Problem details:
In the entries that follow, which lines hold the string "orange"? List them.

Collection entries
Segment Open

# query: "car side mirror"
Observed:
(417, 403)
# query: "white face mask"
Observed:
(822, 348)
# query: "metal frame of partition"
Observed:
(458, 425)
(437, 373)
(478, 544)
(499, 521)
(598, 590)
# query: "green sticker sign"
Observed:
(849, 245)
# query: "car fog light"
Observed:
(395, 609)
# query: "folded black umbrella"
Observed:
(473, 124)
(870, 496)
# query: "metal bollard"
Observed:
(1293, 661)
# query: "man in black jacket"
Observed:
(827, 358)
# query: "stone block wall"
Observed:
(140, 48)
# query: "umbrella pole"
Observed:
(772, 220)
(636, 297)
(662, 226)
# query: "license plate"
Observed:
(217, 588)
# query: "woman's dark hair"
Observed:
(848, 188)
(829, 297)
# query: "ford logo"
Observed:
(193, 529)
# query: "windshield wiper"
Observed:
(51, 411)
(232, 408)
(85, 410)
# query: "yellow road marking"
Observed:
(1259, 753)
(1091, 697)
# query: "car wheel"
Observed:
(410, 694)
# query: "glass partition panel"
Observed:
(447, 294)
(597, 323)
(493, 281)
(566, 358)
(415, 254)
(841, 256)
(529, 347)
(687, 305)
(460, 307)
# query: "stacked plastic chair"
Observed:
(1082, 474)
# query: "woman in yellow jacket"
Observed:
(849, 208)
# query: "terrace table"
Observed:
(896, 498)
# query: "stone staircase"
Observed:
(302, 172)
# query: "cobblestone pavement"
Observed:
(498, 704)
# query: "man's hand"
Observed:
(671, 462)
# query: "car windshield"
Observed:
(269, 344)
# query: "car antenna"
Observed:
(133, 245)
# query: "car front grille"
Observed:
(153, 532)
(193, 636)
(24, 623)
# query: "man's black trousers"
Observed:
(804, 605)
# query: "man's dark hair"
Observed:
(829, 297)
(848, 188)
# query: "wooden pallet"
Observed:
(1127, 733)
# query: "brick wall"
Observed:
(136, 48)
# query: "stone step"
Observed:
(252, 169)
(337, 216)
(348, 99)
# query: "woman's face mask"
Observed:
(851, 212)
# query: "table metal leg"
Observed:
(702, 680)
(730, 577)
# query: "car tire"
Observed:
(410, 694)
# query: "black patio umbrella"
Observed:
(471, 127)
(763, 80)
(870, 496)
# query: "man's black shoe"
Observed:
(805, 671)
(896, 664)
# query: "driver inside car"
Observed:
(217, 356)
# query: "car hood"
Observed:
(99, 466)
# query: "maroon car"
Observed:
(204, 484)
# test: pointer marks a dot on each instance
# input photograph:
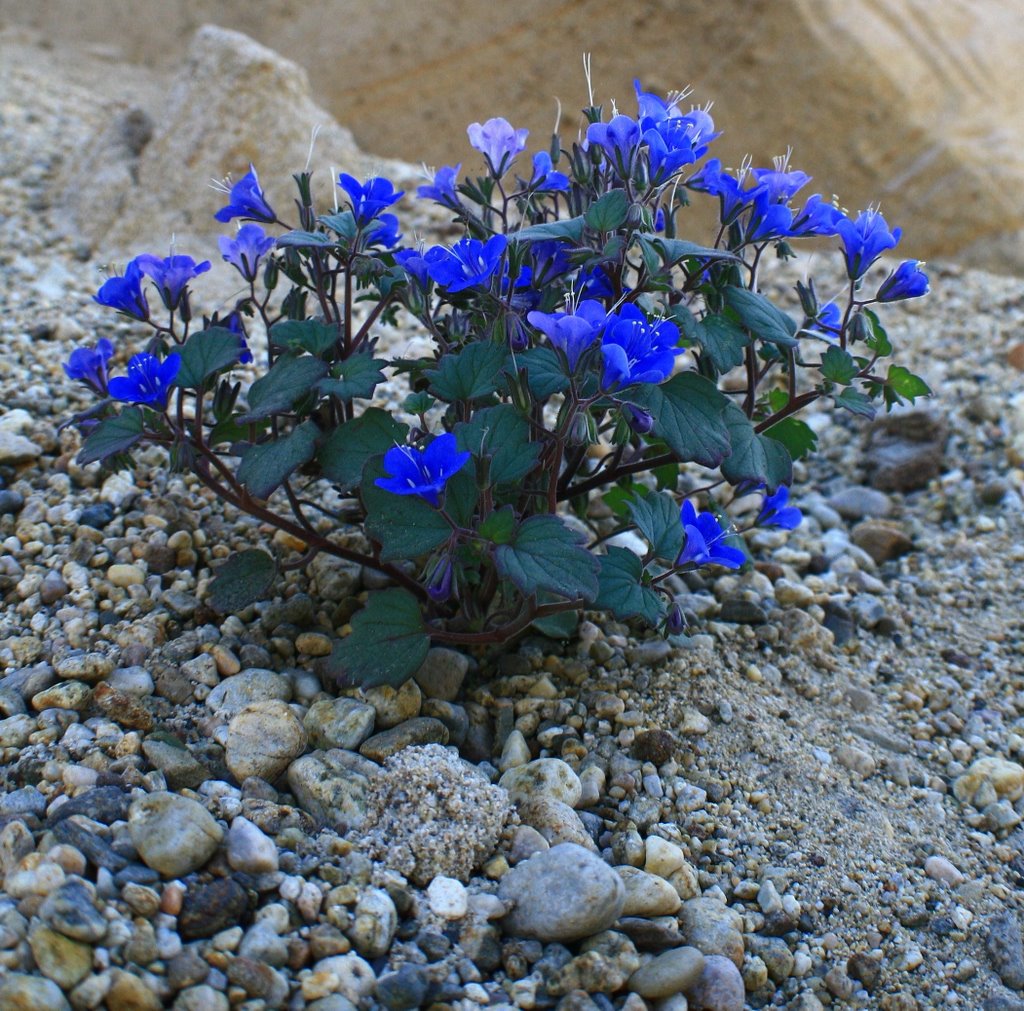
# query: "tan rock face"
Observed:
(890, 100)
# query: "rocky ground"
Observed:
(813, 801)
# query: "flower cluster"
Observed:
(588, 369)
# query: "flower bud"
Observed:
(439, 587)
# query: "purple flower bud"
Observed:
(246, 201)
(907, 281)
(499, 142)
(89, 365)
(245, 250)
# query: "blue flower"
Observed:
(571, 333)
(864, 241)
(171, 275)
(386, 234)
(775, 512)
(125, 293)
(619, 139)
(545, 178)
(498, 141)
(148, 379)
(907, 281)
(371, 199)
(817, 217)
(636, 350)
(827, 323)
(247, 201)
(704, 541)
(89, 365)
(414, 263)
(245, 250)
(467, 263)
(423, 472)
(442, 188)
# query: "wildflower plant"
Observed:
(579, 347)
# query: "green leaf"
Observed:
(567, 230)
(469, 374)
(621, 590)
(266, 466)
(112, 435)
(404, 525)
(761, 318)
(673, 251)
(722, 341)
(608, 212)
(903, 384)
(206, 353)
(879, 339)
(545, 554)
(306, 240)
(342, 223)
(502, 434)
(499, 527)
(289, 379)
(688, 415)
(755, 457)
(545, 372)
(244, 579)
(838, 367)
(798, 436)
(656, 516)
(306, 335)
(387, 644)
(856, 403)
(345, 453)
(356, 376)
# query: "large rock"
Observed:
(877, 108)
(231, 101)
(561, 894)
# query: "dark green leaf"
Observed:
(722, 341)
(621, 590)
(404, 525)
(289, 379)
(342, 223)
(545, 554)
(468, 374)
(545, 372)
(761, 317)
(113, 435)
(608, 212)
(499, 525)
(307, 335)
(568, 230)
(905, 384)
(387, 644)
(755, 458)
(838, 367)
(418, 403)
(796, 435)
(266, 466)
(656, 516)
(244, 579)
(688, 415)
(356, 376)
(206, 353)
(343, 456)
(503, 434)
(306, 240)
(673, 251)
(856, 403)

Segment Closed
Segment Open

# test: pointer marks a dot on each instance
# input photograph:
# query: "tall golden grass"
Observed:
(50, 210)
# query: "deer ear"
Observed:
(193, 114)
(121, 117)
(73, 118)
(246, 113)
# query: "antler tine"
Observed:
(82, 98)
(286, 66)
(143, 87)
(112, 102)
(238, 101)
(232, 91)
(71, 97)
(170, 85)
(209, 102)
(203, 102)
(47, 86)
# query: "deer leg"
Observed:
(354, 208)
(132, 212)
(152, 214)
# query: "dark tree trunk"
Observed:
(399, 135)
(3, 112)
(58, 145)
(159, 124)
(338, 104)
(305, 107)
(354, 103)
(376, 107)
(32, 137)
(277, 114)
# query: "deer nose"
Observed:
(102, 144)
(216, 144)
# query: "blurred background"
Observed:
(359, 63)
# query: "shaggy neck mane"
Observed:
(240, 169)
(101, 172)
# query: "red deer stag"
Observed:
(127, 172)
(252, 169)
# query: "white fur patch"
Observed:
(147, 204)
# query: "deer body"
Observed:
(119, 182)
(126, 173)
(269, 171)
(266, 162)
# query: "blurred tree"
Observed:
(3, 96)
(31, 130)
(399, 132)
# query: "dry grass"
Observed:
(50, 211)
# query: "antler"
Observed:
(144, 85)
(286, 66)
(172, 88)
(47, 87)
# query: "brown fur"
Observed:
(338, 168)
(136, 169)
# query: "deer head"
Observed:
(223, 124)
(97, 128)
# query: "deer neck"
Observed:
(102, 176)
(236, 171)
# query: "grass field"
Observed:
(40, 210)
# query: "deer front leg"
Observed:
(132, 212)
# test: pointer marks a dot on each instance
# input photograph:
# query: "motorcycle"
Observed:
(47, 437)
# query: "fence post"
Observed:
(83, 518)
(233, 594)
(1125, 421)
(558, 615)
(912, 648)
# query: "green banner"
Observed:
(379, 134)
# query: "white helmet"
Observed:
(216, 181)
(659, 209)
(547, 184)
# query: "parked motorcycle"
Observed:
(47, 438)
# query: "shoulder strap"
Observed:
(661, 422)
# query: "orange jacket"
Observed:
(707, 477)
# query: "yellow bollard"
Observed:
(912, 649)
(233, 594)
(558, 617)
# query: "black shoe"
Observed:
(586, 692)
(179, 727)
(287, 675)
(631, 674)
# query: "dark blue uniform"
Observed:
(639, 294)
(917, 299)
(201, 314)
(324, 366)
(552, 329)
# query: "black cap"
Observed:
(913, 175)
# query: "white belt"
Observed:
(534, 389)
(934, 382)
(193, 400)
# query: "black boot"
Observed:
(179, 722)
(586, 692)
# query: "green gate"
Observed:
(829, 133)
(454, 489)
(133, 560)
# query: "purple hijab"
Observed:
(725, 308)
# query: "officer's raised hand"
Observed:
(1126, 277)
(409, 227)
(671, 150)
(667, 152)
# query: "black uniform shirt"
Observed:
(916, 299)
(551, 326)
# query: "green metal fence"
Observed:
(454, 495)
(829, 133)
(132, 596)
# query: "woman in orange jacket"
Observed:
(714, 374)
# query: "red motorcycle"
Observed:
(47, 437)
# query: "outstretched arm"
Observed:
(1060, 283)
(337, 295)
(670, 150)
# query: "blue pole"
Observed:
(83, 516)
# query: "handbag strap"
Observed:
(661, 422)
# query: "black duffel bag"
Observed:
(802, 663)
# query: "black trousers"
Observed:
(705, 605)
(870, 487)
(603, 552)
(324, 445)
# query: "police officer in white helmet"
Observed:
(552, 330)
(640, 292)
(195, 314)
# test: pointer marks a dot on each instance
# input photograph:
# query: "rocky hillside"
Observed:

Segment Closed
Segment Open

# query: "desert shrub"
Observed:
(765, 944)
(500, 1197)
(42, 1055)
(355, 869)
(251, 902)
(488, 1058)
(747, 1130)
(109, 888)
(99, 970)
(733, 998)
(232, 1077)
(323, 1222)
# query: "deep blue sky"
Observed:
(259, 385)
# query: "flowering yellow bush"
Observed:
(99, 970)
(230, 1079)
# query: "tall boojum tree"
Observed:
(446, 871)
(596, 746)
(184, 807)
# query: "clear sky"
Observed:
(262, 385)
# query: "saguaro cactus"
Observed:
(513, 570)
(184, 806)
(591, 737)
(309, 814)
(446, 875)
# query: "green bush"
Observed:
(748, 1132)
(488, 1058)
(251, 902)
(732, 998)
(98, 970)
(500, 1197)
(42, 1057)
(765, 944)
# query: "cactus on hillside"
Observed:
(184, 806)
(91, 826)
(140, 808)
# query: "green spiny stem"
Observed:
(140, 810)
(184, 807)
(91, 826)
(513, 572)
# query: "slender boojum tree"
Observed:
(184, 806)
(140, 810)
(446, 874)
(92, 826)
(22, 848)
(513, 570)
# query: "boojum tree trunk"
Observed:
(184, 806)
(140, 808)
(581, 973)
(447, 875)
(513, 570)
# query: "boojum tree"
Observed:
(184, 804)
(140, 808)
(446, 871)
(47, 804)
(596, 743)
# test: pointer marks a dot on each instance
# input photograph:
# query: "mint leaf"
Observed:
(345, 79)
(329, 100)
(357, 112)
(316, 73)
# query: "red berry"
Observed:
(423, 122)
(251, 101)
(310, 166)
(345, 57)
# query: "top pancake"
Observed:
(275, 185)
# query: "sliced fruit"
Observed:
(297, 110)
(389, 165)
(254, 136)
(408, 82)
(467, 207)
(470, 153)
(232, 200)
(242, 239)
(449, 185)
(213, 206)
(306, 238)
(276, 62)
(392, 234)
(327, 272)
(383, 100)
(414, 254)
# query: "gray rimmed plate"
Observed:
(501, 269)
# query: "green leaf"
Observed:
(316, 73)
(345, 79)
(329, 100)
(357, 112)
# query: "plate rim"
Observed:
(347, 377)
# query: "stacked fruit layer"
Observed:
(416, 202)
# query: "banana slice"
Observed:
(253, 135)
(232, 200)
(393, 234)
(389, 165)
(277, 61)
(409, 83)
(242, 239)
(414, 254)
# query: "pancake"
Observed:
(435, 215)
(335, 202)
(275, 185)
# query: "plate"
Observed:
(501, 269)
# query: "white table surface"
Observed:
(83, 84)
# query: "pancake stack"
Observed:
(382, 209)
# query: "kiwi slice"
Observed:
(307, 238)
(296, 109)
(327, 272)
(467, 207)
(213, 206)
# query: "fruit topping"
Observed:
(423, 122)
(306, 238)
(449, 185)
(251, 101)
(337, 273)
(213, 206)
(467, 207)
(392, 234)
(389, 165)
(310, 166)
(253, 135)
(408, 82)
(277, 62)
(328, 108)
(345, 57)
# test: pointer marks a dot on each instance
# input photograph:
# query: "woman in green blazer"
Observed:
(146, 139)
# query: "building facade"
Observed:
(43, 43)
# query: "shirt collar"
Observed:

Segment Closed

Solution:
# query: "orange jacket"
# query: "woman in orange jacket"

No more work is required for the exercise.